Task description: Only the lines holding "white" are wanted; find them in the listing and return each one.
▼▼▼
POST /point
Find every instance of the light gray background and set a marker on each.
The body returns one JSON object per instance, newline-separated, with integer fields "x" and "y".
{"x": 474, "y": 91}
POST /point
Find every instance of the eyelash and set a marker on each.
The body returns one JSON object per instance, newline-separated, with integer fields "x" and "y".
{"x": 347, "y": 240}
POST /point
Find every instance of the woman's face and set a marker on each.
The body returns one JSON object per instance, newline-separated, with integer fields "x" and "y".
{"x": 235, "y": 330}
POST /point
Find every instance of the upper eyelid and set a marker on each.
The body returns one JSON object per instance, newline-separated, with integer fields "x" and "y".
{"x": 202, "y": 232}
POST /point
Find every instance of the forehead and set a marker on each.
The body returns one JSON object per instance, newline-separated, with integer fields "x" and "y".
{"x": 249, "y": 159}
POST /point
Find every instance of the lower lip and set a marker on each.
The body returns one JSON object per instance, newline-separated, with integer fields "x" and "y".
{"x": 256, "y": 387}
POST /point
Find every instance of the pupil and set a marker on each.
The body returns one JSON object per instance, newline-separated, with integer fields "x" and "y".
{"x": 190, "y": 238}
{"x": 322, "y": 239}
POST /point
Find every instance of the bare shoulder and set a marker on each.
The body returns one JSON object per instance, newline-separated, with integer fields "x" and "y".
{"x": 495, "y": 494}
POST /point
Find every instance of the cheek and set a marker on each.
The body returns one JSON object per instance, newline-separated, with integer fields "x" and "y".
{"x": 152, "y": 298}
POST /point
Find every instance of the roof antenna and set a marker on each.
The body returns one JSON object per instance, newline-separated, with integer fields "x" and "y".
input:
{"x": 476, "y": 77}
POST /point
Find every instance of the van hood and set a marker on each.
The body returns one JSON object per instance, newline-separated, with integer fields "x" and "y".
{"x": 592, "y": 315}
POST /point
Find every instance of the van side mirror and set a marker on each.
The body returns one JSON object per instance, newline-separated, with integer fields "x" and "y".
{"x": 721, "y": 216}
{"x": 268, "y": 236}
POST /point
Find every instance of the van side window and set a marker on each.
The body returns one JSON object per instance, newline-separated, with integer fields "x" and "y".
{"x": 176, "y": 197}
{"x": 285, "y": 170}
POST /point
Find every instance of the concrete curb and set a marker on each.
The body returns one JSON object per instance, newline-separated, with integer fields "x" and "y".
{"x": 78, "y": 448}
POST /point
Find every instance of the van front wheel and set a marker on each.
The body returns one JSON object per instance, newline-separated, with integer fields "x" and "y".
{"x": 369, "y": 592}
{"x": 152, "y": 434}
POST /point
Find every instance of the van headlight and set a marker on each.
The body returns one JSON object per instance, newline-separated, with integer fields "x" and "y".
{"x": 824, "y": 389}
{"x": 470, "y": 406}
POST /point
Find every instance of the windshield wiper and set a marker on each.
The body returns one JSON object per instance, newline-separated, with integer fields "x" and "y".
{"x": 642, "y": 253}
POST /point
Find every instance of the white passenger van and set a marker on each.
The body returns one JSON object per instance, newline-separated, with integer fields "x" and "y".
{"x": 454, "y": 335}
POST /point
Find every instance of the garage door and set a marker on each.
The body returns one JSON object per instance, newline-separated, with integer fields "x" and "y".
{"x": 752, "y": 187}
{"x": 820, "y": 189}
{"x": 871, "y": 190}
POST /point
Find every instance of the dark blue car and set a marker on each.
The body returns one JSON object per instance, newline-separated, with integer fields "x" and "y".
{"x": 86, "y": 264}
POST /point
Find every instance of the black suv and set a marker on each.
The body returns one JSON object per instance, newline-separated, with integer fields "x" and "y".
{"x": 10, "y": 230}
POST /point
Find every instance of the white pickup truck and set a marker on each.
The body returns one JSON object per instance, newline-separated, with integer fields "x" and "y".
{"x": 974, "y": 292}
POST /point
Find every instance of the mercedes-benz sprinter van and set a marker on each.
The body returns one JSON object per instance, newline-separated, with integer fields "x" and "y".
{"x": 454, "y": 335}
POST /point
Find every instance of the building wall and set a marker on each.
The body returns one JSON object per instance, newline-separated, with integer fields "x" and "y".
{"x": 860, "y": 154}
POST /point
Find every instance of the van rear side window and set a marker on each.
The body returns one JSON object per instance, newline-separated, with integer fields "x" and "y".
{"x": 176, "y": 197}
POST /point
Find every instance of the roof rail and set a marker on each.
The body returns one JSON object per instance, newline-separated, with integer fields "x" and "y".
▲▲▲
Written response:
Find every instance of the white passenger van and set a marker on each.
Find every instance of the white pickup truck and set a marker on each.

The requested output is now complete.